* _Description of the task_
Make an exact copy of the entries below and leave any picture out of it.

* _The input_
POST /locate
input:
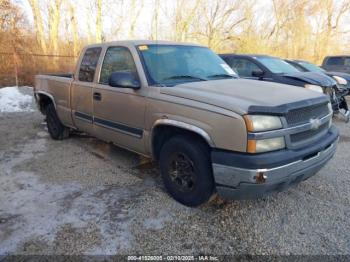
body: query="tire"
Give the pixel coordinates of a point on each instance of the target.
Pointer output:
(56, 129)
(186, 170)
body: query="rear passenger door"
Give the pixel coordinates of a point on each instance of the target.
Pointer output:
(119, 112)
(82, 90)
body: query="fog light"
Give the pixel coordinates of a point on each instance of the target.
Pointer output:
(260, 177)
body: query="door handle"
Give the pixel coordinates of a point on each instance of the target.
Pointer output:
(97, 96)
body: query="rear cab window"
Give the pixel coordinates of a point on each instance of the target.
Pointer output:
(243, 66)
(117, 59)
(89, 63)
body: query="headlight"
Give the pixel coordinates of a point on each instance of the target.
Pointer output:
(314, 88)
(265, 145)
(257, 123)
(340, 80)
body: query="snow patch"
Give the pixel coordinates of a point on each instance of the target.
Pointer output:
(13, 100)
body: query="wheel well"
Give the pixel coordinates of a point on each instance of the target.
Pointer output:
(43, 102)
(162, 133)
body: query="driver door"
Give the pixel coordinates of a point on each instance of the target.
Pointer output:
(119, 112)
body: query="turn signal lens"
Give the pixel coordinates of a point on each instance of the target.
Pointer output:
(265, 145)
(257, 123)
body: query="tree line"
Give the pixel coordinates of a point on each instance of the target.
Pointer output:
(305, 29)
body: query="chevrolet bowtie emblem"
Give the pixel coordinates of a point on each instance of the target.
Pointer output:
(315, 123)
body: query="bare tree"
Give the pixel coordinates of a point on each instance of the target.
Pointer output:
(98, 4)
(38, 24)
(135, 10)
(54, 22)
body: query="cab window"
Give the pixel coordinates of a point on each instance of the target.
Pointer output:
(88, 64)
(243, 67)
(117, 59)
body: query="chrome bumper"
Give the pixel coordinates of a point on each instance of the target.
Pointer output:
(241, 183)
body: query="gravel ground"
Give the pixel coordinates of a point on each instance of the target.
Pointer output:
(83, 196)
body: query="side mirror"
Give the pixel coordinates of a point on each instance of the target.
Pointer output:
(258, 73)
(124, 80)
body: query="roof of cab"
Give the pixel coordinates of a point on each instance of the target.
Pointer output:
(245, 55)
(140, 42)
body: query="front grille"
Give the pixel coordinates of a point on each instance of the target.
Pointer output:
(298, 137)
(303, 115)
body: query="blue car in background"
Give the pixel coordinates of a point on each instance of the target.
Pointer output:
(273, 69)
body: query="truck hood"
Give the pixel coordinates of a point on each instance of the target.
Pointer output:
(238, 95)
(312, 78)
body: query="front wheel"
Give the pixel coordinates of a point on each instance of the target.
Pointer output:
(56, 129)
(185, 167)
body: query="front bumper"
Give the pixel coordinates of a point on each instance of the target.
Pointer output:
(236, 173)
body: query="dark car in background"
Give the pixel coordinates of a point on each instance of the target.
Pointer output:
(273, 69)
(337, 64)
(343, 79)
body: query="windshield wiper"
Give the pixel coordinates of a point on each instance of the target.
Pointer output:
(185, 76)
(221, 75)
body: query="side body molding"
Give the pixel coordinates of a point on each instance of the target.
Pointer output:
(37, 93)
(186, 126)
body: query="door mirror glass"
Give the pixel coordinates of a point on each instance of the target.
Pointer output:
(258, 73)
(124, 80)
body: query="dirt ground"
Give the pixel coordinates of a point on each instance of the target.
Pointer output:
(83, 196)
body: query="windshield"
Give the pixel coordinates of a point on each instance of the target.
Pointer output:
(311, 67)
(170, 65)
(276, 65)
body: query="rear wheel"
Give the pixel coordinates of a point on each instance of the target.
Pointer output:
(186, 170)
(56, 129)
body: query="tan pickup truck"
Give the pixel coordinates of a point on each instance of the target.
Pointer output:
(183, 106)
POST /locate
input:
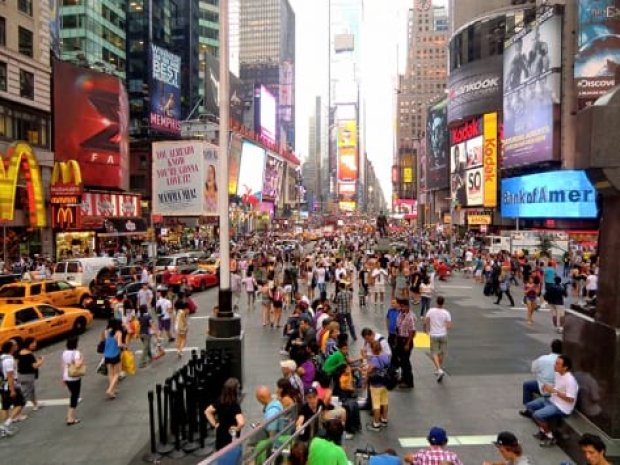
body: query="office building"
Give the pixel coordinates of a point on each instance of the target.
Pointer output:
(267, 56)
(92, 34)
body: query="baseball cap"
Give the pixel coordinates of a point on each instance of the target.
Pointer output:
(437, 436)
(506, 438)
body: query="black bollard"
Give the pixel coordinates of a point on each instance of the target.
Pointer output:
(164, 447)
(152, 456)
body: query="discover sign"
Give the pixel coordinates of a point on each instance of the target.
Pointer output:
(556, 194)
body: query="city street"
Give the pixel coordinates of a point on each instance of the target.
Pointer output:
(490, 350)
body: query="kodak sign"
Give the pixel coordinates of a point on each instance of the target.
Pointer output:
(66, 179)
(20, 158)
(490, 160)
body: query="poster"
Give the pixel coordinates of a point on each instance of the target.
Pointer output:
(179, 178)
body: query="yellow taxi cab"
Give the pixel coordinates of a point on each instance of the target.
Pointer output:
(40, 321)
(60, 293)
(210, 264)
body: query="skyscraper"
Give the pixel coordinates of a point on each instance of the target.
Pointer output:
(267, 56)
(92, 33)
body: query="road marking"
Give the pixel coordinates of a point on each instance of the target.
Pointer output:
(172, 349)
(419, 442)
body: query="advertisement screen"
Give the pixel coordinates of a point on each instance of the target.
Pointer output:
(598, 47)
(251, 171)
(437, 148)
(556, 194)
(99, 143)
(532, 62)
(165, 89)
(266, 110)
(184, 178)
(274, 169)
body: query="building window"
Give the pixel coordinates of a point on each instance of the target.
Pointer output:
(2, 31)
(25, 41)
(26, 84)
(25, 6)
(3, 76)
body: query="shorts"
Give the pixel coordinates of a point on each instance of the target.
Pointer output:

* _Solution for this exercise_
POST /locate
input:
body: query="tire"
Give the pixel coordinates of a point on each instance of the target.
Pointer output:
(56, 129)
(186, 170)
body: query="rear passenger door"
Give the pixel coordinates of a point on each instance of the target.
Pointer output:
(119, 112)
(82, 90)
body: query="fog light"
Give the pixel coordinates of a point on each instance of the target.
Pointer output:
(260, 177)
body: query="door handle"
Give the pixel coordinates of a point on each instance of the target.
Pointer output:
(97, 96)
body: query="rear cab window"
Give the pixel coordinates of a point on each instance of the target.
Pointer output:
(243, 66)
(117, 59)
(89, 63)
body: query="headlight"
Give the pixel coordinates of a point on each instance of the target.
Pointer output:
(314, 88)
(265, 145)
(257, 123)
(340, 80)
body: query="snow patch"
Give the pixel coordinates of a point on each instance of the target.
Pointer output:
(13, 100)
body: query="wheel well"
Give the pixel coordinates of a point on each instance of the target.
Pointer output:
(43, 102)
(162, 133)
body: query="driver door"
Give the pixel coordinates of a point on each instance of the target.
Pointer output:
(119, 112)
body: query="turn signal lens"
Give the pixel coordinates of a point on each instance of the target.
Pointer output:
(265, 145)
(257, 123)
body: query="tree line"
Give the pixel coordinates of a point on each instance of the target.
Pointer output:
(305, 29)
body: query="chevrolet bowtie emblem"
Give the pixel coordinates of a point on each instance of the target.
Pointer output:
(315, 123)
body: query="bare tree"
Give the pixel coordinates of a point on each instance of the target.
Pointer output:
(98, 4)
(38, 24)
(135, 10)
(54, 22)
body: query="cab window"
Give the pixel coordinates of a point on each instance of the target.
Pointer output:
(88, 64)
(243, 67)
(117, 59)
body: query="chrome bumper"
Give the pixel coordinates of a point on each instance of the target.
Pointer output:
(241, 183)
body: query="gravel ground"
Give the pixel coordinates of a point on each instance of the target.
Pointer output:
(83, 196)
body: query="side mirror"
Give the pixel coordinates of a point on each instance of the target.
Pointer output:
(258, 73)
(124, 80)
body: query="roof of cab"
Give the pixel coordinates of a point on each instance of the target.
Pointer output:
(245, 55)
(140, 42)
body: query="front grille"
Give the pixel coordinates of a point on each instance of the target.
Pointer output:
(298, 137)
(303, 115)
body: query="blue car in background"
Give the pixel coordinates of a point on each instance of the target.
Pointer output:
(273, 69)
body: query="truck hood"
Give the pixel coordinates of a point on each instance of the target.
Pointer output:
(238, 95)
(312, 78)
body: query="front wheel"
Give the pixel coordinates of a point on each instance of the target.
Pointer output:
(56, 129)
(185, 167)
body: query="front bumper"
Give the pixel coordinates of a point on each instance of the target.
Pointer output:
(236, 173)
body: query="dark car in background"
Give the pixel coordinates of a point on each instance of the target.
Pointer output:
(273, 69)
(337, 64)
(343, 79)
body: query="windshield wiper"
Give the pixel coordinates of a point on each instance of the target.
Pointer output:
(185, 76)
(221, 75)
body: query="side body molding"
Give the pixel coordinates of a point on each instance of the target.
Pointer output:
(37, 93)
(186, 126)
body: query="door mirror glass"
Give the pixel coordinates of a point on each instance of the target.
Pointer output:
(258, 73)
(124, 80)
body: query="dirt ground"
Give the pixel coordinates of a point on each instance of the target.
Pointer output:
(83, 196)
body: query="windshield"
Give the pixel coordinates of a point on each instance of the target.
Pointer output:
(311, 67)
(170, 65)
(276, 65)
body: query="rear wheel"
Give the pixel coordinates of a point on each instance of the target.
Pointer output:
(186, 170)
(56, 129)
body: query="tan pickup truck"
Give the pixel coordinates of a point on each instance of the target.
Pointer output:
(183, 106)
POST /locate
input:
body: query="office building"
Give the pixel coordinates of a point on each instance of the target.
Pointer output:
(267, 56)
(92, 34)
body: query="baseball cap"
Give the pixel coordinates of a point on each instance of the target.
Pointer output:
(437, 436)
(506, 438)
body: query="black bollard"
Give the pixel coordinates of a point on each instance of the target.
Pointer output:
(164, 447)
(152, 456)
body: query="discover sign"
Give the pixel coordinates of a point on each instance of the target.
Pointer output:
(556, 194)
body: query="city street"
Give the pixel coordinates of a point on each instance of the target.
Pointer output:
(490, 350)
body: query="kodak sign"
Give the pixel coordinates of a point on each instance of the target.
Pointer output:
(66, 179)
(20, 158)
(490, 160)
body: query="poster"
Give the pixel coordinates of a point on each instance of the target.
Pointer output:
(179, 178)
body: query="yellow taxi cab"
Give the pixel coordinates of a point on each instance of the target.
Pointer output:
(40, 321)
(60, 293)
(210, 264)
body: query="skyscraper"
Give the pixel coordinates of a point on each instance of the target.
Pointer output:
(267, 56)
(92, 33)
body: query="road marking"
Give the pixel coordinates of a point on each instance of the target.
Pointer output:
(172, 349)
(419, 442)
body: query="advertisement screen"
Give the pixel coordinates of a point on each instance of the target.
Pointer output:
(598, 47)
(251, 171)
(437, 148)
(556, 194)
(99, 143)
(532, 62)
(165, 89)
(266, 110)
(184, 178)
(274, 169)
body: query="building window"
Give the pixel coordinates of a point on each instance of the target.
Pointer output:
(2, 31)
(25, 41)
(26, 84)
(25, 6)
(3, 76)
body: query="shorts"
Give the pixel coordinates of a point on each instance of the target.
Pointer output:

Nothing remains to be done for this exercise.